_WHAT IS EXPECTED_:
Return the records from the first line through the line containing "Run detection on cluster", and leave out the pictures.

Records excerpted from a collection
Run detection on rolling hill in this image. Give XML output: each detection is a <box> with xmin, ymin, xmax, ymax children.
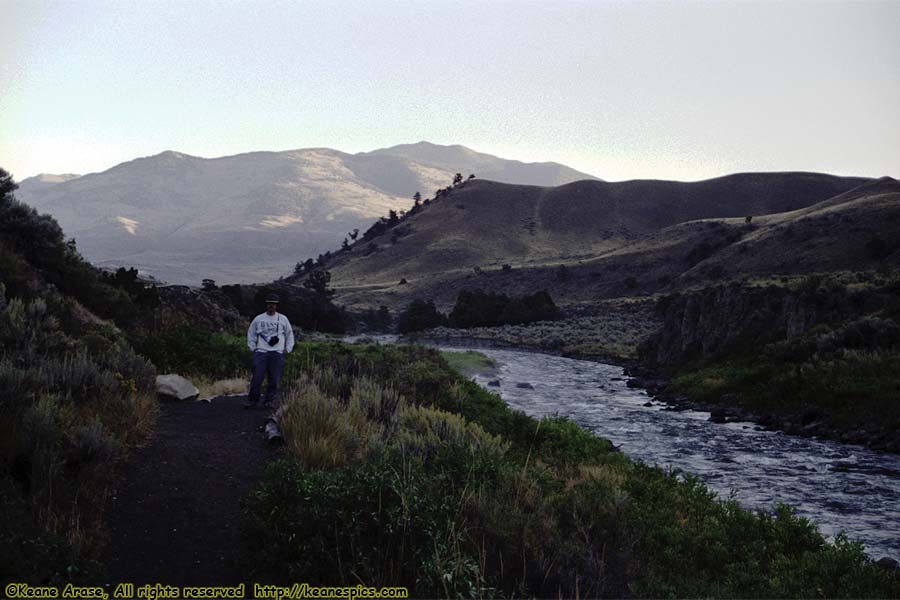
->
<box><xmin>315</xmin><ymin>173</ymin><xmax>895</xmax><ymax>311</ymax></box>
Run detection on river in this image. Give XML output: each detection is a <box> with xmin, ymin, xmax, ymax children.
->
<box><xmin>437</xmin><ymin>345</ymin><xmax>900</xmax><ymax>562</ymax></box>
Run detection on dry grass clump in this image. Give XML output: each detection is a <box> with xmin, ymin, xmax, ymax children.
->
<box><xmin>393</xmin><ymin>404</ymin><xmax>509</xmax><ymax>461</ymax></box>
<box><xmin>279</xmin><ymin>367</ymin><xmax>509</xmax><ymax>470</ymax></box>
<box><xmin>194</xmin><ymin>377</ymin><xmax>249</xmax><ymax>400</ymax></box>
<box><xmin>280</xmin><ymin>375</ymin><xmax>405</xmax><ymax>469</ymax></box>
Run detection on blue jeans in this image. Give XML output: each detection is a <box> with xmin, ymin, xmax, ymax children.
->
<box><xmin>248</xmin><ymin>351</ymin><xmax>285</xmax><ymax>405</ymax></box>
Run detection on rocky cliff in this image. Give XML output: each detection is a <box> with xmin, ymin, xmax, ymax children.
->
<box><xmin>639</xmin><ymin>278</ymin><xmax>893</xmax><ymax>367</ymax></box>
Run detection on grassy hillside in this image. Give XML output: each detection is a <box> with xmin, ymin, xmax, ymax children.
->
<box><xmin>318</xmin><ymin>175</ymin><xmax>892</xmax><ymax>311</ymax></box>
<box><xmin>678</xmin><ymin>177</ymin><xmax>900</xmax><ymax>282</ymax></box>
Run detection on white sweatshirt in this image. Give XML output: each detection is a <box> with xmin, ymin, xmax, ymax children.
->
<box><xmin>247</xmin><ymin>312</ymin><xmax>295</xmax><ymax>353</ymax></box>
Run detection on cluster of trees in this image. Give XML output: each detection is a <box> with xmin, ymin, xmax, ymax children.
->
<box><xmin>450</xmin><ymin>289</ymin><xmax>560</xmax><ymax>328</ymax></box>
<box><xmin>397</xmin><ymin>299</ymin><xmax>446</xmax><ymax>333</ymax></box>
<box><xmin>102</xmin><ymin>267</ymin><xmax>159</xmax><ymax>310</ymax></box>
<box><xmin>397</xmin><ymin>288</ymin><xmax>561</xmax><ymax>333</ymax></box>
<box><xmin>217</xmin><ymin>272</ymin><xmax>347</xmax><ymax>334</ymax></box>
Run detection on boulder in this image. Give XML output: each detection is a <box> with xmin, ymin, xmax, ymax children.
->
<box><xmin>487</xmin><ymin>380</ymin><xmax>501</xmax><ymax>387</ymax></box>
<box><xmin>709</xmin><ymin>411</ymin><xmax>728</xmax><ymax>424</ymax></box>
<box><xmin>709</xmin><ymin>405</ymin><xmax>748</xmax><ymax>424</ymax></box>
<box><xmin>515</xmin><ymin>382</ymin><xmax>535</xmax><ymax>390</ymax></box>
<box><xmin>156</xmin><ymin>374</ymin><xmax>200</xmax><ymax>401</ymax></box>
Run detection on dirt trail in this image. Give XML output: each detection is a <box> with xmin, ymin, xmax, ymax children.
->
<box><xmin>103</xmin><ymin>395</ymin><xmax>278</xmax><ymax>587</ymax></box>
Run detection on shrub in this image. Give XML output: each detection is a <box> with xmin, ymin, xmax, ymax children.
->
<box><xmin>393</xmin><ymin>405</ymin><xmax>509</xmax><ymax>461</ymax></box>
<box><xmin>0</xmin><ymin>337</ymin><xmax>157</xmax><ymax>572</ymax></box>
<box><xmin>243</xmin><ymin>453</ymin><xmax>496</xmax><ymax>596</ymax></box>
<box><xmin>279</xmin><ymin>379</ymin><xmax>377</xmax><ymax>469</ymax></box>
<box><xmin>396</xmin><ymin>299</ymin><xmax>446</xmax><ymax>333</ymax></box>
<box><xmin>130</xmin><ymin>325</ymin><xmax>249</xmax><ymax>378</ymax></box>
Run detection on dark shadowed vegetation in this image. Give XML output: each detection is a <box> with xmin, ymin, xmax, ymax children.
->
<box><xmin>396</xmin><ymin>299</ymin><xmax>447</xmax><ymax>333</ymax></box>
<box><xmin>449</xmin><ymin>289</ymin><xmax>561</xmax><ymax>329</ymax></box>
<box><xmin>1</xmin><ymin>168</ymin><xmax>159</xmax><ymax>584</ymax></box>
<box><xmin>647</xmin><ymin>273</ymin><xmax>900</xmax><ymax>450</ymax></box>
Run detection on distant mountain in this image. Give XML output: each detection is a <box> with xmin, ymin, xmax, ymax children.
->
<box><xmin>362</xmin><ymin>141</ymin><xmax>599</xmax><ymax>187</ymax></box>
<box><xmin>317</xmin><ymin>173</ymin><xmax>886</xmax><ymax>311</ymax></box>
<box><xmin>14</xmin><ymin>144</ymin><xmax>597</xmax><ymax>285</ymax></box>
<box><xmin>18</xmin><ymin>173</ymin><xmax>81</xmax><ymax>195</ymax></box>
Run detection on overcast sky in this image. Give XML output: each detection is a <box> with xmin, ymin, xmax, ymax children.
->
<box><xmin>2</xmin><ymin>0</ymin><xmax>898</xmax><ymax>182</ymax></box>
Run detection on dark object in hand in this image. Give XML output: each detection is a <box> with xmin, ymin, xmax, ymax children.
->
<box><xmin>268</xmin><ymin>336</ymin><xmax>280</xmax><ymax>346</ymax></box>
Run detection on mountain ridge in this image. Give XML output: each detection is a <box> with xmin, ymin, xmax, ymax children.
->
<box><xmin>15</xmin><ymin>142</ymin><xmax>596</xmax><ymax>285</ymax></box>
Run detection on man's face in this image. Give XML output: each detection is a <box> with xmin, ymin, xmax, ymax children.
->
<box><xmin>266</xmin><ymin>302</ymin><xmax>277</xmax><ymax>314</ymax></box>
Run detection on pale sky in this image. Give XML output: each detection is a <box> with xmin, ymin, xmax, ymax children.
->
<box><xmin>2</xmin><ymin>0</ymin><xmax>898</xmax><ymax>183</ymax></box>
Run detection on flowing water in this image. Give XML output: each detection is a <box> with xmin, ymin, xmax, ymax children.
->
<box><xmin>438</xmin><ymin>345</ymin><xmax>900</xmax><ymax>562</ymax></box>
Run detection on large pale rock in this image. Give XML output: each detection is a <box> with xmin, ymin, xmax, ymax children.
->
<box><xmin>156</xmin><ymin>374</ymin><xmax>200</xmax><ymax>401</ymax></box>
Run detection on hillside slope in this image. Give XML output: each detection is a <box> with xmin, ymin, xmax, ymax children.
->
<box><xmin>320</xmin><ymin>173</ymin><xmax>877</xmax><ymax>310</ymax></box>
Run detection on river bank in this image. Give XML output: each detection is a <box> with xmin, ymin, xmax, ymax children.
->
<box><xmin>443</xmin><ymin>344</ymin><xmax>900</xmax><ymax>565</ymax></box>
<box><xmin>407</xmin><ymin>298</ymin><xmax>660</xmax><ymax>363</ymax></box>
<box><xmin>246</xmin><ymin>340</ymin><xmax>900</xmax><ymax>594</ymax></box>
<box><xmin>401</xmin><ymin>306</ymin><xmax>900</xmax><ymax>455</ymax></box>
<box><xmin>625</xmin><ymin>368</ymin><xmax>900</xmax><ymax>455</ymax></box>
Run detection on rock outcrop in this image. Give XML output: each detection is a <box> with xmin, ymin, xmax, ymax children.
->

_ANSWER BOX_:
Run detection on rolling hill in this image. Give XML output: each detection is a <box> with xmin, ymin, xmax, ymax children.
->
<box><xmin>315</xmin><ymin>173</ymin><xmax>895</xmax><ymax>311</ymax></box>
Run detection on river in this image. Give XML output: each detection is a <box> with xmin, ymin, xmax, ymax children.
->
<box><xmin>437</xmin><ymin>345</ymin><xmax>900</xmax><ymax>562</ymax></box>
Run detection on dry grass clump in this image. Give XML output: each detection is a <box> with xmin, ymin, xmax, ymax children.
->
<box><xmin>393</xmin><ymin>404</ymin><xmax>509</xmax><ymax>461</ymax></box>
<box><xmin>279</xmin><ymin>367</ymin><xmax>509</xmax><ymax>470</ymax></box>
<box><xmin>194</xmin><ymin>377</ymin><xmax>249</xmax><ymax>400</ymax></box>
<box><xmin>280</xmin><ymin>375</ymin><xmax>405</xmax><ymax>469</ymax></box>
Run detection on blue jeans in this image. Give XML output: each detection is a <box> with xmin, ymin, xmax, ymax children.
->
<box><xmin>248</xmin><ymin>351</ymin><xmax>285</xmax><ymax>405</ymax></box>
Run detection on rocky cliff in this image. Give XML output: each detection is a <box> with xmin, ymin, xmax, ymax children.
->
<box><xmin>639</xmin><ymin>278</ymin><xmax>893</xmax><ymax>367</ymax></box>
Run detection on grassy hillside in this image. Give XML output: each detection is a <box> with xmin, ymin, xmax, ymax children.
->
<box><xmin>318</xmin><ymin>175</ymin><xmax>892</xmax><ymax>311</ymax></box>
<box><xmin>678</xmin><ymin>177</ymin><xmax>900</xmax><ymax>282</ymax></box>
Run detection on white sweatshirt in this image. Give XML output: each detection is a <box> with xmin, ymin, xmax, ymax children.
->
<box><xmin>247</xmin><ymin>312</ymin><xmax>295</xmax><ymax>353</ymax></box>
Run detection on cluster of trees in this image. Give XML output: each detection is a <box> with xmin, ymin, xmax, ymax children.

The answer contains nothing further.